# Verilen Metin
-*-*-
Emsal Mahkeme Kararı İstanbul 1. Asliye Ticaret Mahkemesi 2018/177 E. 2019/834 K. 22.10.2019 T.

Görüntülediğiniz mahkeme kararı henüz kesinleşmemiştir. Yararlı olması amacıyla eklenmiştir.

T.C.
İSTANBUL
1. ASLİYE TİCARET MAHKEMESİ

ESAS NO : 2018/177
KARAR NO : 2019/834

DAVA : İTİRAZIN İPTALİ (Ticari Satımdan Kaynaklanan)
DAVA TARİHİ : 22/02/2018
KARAR TARİHİ : 22/10/2019

Mahkememizde görülmekte olan İtirazın İptali (Ticari Satımdan Kaynaklanan) davasının yapılan açık yargılaması sonunda,
GEREĞİ DÜŞÜNÜLDÜ:
DAVA/ Davacı vekili dava dilekçesinde özetle; müvekkili ile davalı arasında ticari mal alışverişi neticesinde doğan 7.386,13 TL alacağın tahsili amacıyla … 13. İcra Müdürlüğünde icra takibi başlatıldığını, karşı tarafın yetkiye ve borca itirazı sebebiyle takibin durduğunu ve yetki itirazının taraflarınca kabul edilerek dosyanın yetkili daireye gönderilmesini talep ettiklerini ve bu sebeple dosyanın … 3. İcra Müdürlüğünün … Esas dosyasına kaydedildiğini, davalının müvekkiline olan borcundan dolayı başlatılmış olan işbu ilamsız icra takibine haksız ve soyut iddialarla itiraz ederek icra takibinin durmasına sebep olduğunu, ancak işbu takibin konusunun müvekkili ve davalı arasındaki cari hesaba müstenit olduğunu ve karşı tarafın takip tarihi itibariyle müvekkiline 7.386,13 TL borcu bulunduğunu, bu hususun tarafların ticari defter kayıtları ve sevk irsaliyelerinde sabit olduğunu, tüm bu nedenlerden dolayı karşı tarafın haksız ve mesnetsiz itirazlarının iptali ile müvekkili tarafından İstanbul … 3. İcra Müdürlüğünün … Esas sayılı dosyasında başlatılan takibin devamını, dava ve takip konusu alacağın likit olmasından bahisle kötü niyetli karşı taraf aleyhinde dava ve takip değerinin %20’sinden aşağı olmamak üzere icra inkar tazminatına hükmedilmesini, yargılama masrafları ve vekalet ücretinin karşı tarafa tahmiline karar verilmesini talep ve dava etmiştir.
-*-*-
# Verilen Yönerge 1
Mahkeme kararına göre aşağıdaki soruları yanıtlayınız.
(a) Dava hangi tarihte açılmıştır?
(b) Davacı, davalıdan ne kadar alacak talep etmektedir?
(c) Davacı, icra inkâr tazminatının hangi oranın altında olmamasını istemiştir?
# Verilen Yönerge 2
Mahkeme kararının "Emsal Mahkeme Kararı" sözleriyle başlayıp "İPTALİ (Ticari Satımdan Kaynaklanan)" sözleriyle biten bölümünü aynen aktarınız.
# Verilen Yönerge 3
Mahkeme kararını kaldığı yerden sürdürünüz.
Kayıtların bu çalışmayla hiçbir ilgisi yoktur.
-*-*-
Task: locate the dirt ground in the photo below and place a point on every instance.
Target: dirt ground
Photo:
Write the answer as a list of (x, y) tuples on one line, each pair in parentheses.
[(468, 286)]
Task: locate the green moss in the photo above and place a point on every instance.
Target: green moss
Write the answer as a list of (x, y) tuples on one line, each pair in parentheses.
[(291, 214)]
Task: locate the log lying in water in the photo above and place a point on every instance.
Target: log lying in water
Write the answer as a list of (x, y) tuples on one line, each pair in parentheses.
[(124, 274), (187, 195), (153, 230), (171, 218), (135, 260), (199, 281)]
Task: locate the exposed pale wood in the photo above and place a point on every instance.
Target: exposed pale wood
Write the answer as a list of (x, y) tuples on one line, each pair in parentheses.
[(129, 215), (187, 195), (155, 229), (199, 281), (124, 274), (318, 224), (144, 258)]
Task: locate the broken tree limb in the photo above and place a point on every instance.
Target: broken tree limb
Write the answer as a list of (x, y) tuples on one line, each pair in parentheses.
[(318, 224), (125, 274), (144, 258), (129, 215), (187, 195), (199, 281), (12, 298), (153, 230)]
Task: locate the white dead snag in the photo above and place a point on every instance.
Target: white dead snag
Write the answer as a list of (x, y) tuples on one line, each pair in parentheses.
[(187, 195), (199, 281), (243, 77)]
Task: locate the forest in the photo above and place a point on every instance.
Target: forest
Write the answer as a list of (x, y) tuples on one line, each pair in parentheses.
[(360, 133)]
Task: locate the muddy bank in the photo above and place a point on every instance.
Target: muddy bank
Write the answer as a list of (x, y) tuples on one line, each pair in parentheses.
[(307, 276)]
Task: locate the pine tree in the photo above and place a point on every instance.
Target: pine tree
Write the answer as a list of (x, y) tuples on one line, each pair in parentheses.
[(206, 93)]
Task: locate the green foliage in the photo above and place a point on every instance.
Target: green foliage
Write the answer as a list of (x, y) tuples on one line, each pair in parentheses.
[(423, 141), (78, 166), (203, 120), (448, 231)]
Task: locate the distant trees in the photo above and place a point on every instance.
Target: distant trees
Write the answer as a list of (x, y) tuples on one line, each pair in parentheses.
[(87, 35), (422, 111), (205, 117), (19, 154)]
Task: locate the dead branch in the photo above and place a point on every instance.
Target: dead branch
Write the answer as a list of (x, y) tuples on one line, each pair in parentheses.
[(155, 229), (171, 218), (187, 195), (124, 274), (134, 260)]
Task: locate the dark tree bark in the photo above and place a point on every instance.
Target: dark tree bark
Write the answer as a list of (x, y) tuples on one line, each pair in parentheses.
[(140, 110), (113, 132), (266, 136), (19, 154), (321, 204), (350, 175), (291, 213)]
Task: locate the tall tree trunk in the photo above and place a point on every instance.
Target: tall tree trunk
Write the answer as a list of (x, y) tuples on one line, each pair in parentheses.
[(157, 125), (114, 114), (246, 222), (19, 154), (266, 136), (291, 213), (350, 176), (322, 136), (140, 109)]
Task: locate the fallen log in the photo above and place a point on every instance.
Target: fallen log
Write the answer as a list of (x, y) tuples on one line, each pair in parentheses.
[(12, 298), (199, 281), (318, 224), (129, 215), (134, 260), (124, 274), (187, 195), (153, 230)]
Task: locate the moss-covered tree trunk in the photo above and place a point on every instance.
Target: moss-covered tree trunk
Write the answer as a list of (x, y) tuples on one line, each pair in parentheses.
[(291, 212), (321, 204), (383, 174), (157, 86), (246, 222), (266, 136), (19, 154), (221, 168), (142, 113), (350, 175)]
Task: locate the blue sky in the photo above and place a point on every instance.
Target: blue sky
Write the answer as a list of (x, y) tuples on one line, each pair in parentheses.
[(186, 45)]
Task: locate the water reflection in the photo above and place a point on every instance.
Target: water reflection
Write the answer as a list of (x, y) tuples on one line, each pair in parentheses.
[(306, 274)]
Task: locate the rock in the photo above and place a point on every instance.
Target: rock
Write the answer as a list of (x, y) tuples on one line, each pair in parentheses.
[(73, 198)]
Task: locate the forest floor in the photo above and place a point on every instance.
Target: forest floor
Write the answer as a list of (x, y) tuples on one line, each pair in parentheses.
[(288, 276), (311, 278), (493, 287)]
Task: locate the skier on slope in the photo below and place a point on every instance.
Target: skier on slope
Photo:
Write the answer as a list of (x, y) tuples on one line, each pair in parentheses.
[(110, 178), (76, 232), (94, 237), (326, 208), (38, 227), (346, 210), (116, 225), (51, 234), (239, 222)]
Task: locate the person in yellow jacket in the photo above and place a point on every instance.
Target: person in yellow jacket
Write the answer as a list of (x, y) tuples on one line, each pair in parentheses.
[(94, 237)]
-*-*-
# Alıştırma Yanıtı 1
(a) 22/02/2018 tarihinde.
(b) 7.386,13 TL.
(c) Dava ve takip değerinin %20'sinin altında olmamasını istemiştir.

# Alıştırma Yanıtı 2
Emsal Mahkeme Kararı İstanbul 1. Asliye Ticaret Mahkemesi 2018/177 E. 2019/834 K. 22.10.2019 T.

Görüntülediğiniz mahkeme kararı henüz kesinleşmemiştir. Yararlı olması amacıyla eklenmiştir.

T.C.
İSTANBUL
1. ASLİYE TİCARET MAHKEMESİ

ESAS NO : 2018/177
KARAR NO : 2019/834

DAVA : İTİRAZIN İPTALİ (Ticari Satımdan Kaynaklanan)

# Alıştırma Yanıtı 3
SAVUNMA/ Davalı mahkememize hitaben cevap dilekçesi ibraz etmemiş ve duruşmalara katılmamıştır.
DELİLLER VE GEREKÇE/
Deliller toplanmış; … 3. İcra Müdürlüğünün … sayılı dosyası Uyap sistemi üzerinden istenerek getirtilmiş, faturalar ve imzalı sevk irsaliyeleri incelenmiş, davacının ticari defterleri sunulmuş, davalıya ticari defterlerini sunması için HMK 219 ve 220 maddeleri gereğince kesin süre verilerek tebligat gönderilmiş, takip tarihi itibari ile gerçek alacak miktarı konusunda uzman bilirkişiden rapor alınmıştır.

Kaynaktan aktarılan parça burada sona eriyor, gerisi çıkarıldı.